* TASK TO CARRY OUT: For each line in the material below that holds "value", copy that line.

* RECORDS FOR THIS TASK:
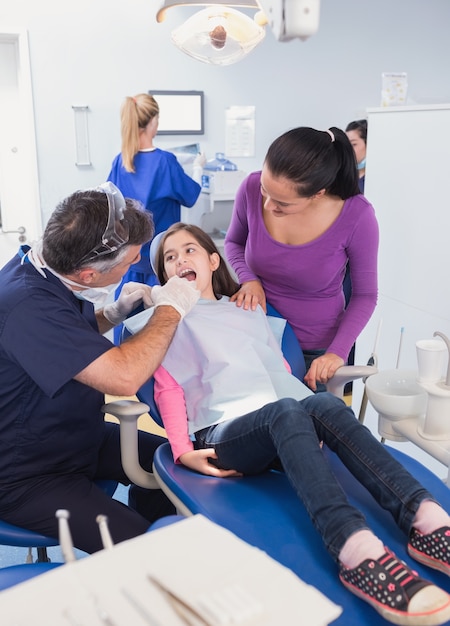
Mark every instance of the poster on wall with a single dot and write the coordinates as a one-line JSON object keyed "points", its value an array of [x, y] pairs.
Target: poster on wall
{"points": [[240, 131]]}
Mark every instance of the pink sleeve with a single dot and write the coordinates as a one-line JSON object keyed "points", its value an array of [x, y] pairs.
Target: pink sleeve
{"points": [[169, 398]]}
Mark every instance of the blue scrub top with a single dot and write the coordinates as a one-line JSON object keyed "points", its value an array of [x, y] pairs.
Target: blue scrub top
{"points": [[49, 423], [161, 185]]}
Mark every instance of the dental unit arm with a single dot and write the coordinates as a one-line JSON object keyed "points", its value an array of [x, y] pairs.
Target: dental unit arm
{"points": [[447, 343]]}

* FINISHED TASK:
Mark every instance of the poster on wall with a single dot and write the coordinates as a one-line JSON object keyed "points", its value an array of [x, y] pairs.
Mark every instance of the pink sleeve with a single dot and write the coordinates as a one-line JSON object keyed "points", its value an array of [x, y] pairs.
Mark every instance of the blue scrub top with a single dot and write the coordinates as a one-line JSON object keyed "points", its value an array of [x, y] pairs.
Mark every instance of the dental unit arm with a single dot and write the coordinates as a one-line JSON object keyed "points", its value an array of [x, y] pairs.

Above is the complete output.